● **TEXT SECTION**
----
General Terms and Conditions
VALENTYR Group GmbH · Contract and usage terms
VALENTYR Group GmbH General Terms and Conditions VOS Assessment – Service and Usage Terms
Valid for all orders from January 1, 2025 Applicable exclusively in business-to-business transactions (B2B) pursuant to Section 14 German Civil Code (BGB)
Preamble
VALENTYR Group GmbH ("VALENTYR") is a specialized system provider for structured ownership analysis and M&A preparation for mid-sized companies. VALENTYR operates the proprietary VALENTYR Ownership Standard (VOS) – a standardized method system for measurable analysis, documentation, and improvement of valuation readiness, due-diligence capability, and transaction readiness in owner-managed businesses.
The VOS Assessment is the mandatory standardized entry into the VALENTYR service system. It provides the client with a structured initial analysis of ownership capability based on seven VOS modules and a quantitative VOS Score as a basis for business decisions.
These General Terms and Conditions conclusively govern the legal relationship between VALENTYR and the client in connection with the commissioning and execution of the VOS Assessment. They apply exclusively to entrepreneurs within the meaning of Section 14 BGB. Deviating conditions of the client shall not apply.Section 1 Scope and contracting parties (1) These Terms apply to all contracts for the provision of the VOS Assessment between VALENTYR Group GmbH, Ringstraße 1, 31319 Sehnde, Germany (Local Court Hildesheim, HRB 209268, Managing Director: Jessica Michalke; "VALENTYR") and the respective client. (2) These Terms apply exclusively to entrepreneurs within the meaning of Section 14 BGB, i.e., natural or legal persons or partnerships with legal capacity acting in exercise of their commercial or independent professional activity when entering into the contract. The offer is not directed at consumers. (3) Any terms of the client conflicting with or deviating from these Terms shall not be recognized unless VALENTYR expressly agrees to their validity in writing. (4) These Terms apply in the version current at the time of commissioning as published on valentyr.group.
Section 2 Definitions For the purposes of these Terms, the following definitions apply: "VALENTYR Ownership Standard (VOS)" means the proprietary method system developed by VALENTYR for structured measurement of ownership, governance, finance, data, and transaction readiness of companies in the current version. It comprises seven modules: Corporate Identity, Financial Clarity, Operational Structure, Legal & Compliance, Governance & Ownership, Value & Risk, and Investment Readiness. "VOS Score" means the numerical overall value (scale 0–100) calculated on the basis of the client's responses and submitted documents. "VOS Score Report" means the system-generated, if applicable manually supplemented assessment result document with overall score, module breakdown, traffic-light rating, score-killer analysis, top-3 risk identification, and benchmark classification. "AI-DD Engine" means the AI-supported analysis and processing component of the VOS system, which automatically evaluates provided documents and includes them in the scoring process. "VALENTYR Vault" means the secure, VOS-native structured digital data room through which the client submits documents and accesses assessment results. "VOC (VALENTYR Ownership Credits)" means the system-internal credit created through payment of the assessment fee and fully creditable toward the first VOS OS annual program. "Client" means the company commissioning the VOS Assessment and whose business is the subject of the analysis.
----
● **STORED DATA**
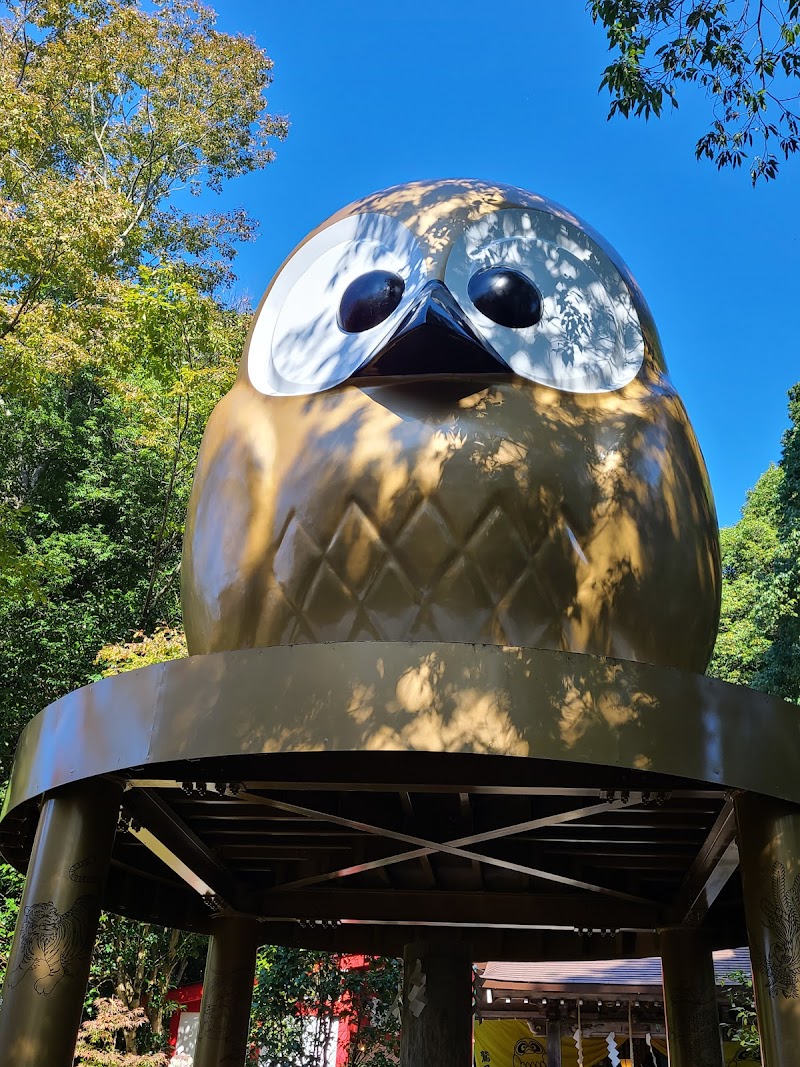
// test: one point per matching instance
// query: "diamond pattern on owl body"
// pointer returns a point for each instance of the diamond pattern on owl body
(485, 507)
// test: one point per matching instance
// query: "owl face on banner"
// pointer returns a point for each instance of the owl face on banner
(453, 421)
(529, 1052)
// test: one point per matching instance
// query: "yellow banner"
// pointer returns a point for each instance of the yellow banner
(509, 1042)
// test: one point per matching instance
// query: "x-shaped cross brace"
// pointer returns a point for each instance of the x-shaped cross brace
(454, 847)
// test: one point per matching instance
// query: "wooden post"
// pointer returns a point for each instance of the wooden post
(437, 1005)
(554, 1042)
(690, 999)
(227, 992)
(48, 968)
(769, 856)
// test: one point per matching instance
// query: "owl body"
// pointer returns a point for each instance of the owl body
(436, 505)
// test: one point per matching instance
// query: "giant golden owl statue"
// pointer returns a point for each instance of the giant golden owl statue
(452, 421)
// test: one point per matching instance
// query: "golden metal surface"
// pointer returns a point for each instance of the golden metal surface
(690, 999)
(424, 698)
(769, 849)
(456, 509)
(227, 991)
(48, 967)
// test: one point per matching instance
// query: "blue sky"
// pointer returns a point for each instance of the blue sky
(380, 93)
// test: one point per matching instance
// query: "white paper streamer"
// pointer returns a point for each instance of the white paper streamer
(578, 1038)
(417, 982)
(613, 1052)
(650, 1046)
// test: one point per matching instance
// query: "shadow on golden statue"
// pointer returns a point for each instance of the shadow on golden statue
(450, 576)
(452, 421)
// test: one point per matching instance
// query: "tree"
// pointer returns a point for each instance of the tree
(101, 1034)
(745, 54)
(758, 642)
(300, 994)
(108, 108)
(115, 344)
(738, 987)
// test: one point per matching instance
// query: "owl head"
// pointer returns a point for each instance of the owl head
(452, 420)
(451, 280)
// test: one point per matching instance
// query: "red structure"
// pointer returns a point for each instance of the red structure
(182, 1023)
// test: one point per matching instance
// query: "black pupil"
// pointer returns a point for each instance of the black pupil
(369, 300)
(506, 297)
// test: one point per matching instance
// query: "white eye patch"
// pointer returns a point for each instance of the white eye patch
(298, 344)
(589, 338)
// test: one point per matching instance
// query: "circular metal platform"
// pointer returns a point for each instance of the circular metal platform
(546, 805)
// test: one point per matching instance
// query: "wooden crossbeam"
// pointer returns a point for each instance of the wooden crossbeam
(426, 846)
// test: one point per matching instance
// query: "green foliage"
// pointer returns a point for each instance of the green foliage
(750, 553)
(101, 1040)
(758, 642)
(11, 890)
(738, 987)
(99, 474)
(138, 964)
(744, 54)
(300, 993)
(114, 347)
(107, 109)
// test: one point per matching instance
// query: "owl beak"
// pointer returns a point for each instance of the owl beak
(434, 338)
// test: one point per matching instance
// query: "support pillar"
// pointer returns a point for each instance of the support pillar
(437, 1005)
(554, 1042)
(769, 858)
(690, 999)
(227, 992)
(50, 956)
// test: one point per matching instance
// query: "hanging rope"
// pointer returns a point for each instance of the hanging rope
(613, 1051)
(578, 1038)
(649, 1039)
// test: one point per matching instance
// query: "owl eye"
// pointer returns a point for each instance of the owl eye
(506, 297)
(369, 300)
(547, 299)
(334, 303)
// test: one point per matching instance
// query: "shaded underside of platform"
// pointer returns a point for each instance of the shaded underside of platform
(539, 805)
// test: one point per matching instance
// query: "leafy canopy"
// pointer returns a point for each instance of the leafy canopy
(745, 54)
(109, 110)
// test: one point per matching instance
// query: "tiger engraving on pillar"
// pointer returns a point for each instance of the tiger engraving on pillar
----
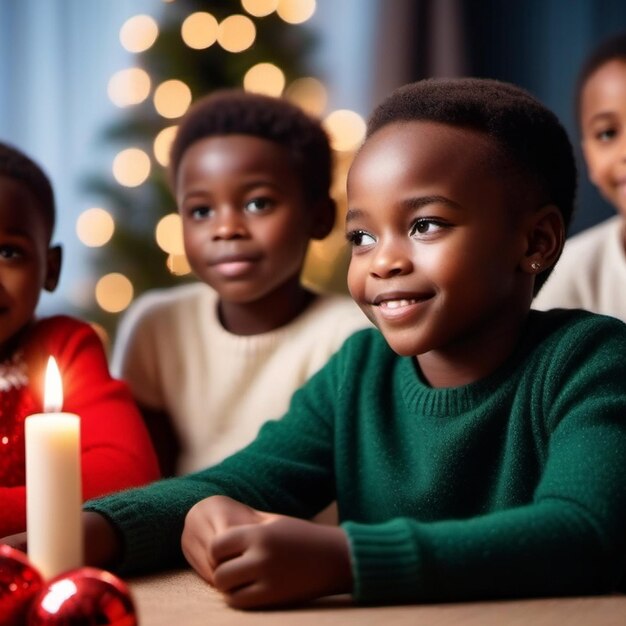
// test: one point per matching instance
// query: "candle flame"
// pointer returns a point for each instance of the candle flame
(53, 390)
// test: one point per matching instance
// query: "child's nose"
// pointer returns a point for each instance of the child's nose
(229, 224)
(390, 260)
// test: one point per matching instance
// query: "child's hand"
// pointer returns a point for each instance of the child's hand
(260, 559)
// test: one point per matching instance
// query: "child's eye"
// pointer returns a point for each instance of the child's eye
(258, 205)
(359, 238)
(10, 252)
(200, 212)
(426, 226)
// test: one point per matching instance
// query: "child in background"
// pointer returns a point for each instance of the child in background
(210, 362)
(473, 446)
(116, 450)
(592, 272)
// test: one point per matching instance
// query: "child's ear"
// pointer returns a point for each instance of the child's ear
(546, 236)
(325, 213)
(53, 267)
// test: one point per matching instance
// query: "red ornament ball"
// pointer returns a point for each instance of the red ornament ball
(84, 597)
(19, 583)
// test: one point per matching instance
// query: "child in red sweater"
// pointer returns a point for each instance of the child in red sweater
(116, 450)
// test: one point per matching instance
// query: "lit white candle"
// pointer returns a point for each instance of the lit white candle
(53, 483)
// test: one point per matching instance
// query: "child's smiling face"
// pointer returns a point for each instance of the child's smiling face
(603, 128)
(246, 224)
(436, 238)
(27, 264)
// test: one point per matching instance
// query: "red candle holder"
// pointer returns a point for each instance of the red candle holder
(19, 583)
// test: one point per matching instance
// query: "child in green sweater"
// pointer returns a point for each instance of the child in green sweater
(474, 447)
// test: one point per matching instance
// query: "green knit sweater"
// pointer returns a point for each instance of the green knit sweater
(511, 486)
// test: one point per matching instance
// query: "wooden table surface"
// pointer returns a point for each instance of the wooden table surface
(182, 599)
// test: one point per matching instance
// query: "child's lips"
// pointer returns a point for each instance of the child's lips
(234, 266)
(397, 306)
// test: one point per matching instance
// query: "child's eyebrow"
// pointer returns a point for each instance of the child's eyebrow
----
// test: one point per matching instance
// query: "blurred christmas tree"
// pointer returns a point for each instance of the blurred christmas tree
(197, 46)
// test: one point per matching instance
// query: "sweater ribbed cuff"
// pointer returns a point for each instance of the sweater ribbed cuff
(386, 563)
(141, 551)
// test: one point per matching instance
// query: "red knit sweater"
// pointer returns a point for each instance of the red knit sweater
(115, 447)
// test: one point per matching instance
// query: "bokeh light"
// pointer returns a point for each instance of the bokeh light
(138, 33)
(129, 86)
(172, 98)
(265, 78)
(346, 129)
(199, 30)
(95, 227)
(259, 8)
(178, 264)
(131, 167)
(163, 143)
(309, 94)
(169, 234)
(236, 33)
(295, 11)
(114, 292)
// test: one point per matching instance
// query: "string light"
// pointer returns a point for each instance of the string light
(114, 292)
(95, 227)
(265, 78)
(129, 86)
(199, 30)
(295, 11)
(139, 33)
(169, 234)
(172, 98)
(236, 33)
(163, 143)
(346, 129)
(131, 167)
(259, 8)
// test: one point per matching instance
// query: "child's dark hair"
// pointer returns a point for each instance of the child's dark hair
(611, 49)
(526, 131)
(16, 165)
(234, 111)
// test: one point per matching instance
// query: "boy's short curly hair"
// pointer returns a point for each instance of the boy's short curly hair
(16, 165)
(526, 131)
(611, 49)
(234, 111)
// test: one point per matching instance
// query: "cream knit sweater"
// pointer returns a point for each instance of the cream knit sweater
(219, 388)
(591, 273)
----
● **EXERCISE BRIEF**
Answer the following from the terms and conditions.
(a) From what date do the terms apply to orders?
(b) In which town is VALENTYR Group GmbH located?
(c) On what scale is the VOS Score expressed?

● **ANSWER TO THE TASK**
(a) January 1, 2025
(b) Sehnde, Germany
(c) 0–100